Task item =
Look through the records, and wherever the string "each" turns up, copy out that line.

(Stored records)

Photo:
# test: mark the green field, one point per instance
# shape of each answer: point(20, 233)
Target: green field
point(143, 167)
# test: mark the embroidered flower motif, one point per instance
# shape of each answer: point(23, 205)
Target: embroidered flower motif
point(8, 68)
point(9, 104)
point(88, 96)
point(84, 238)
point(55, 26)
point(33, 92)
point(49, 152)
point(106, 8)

* * *

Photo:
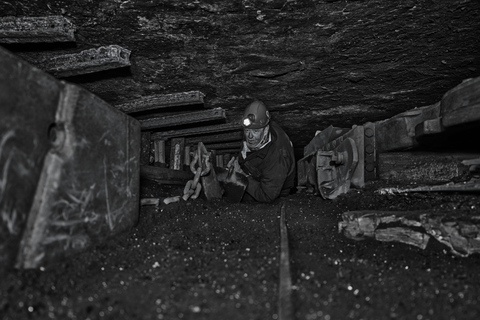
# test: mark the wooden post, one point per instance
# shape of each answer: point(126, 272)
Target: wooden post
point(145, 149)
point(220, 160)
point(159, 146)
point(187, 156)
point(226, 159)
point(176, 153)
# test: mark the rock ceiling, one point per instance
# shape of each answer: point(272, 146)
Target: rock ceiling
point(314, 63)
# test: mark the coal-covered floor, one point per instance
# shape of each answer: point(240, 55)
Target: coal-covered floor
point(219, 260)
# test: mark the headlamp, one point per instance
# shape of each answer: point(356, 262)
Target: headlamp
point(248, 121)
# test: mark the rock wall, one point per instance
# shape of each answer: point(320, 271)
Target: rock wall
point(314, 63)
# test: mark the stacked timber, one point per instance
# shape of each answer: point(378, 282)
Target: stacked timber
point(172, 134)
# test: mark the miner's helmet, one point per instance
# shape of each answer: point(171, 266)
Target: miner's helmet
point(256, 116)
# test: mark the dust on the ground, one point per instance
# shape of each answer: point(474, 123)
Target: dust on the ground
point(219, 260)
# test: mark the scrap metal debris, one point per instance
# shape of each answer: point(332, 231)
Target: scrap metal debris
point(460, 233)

Answer for the task =
# shape of each answer: point(20, 233)
# shape of each answer: point(23, 205)
# shape of each answer: point(126, 272)
# shape of each answer: point(272, 146)
# shape of each answer: point(240, 55)
# shape of each answer: point(356, 262)
# shape of each answer: point(320, 271)
# shape of each answer: point(378, 282)
# shape of each answer: point(171, 266)
# shape of each answer: point(474, 123)
# shape of each answer: point(332, 231)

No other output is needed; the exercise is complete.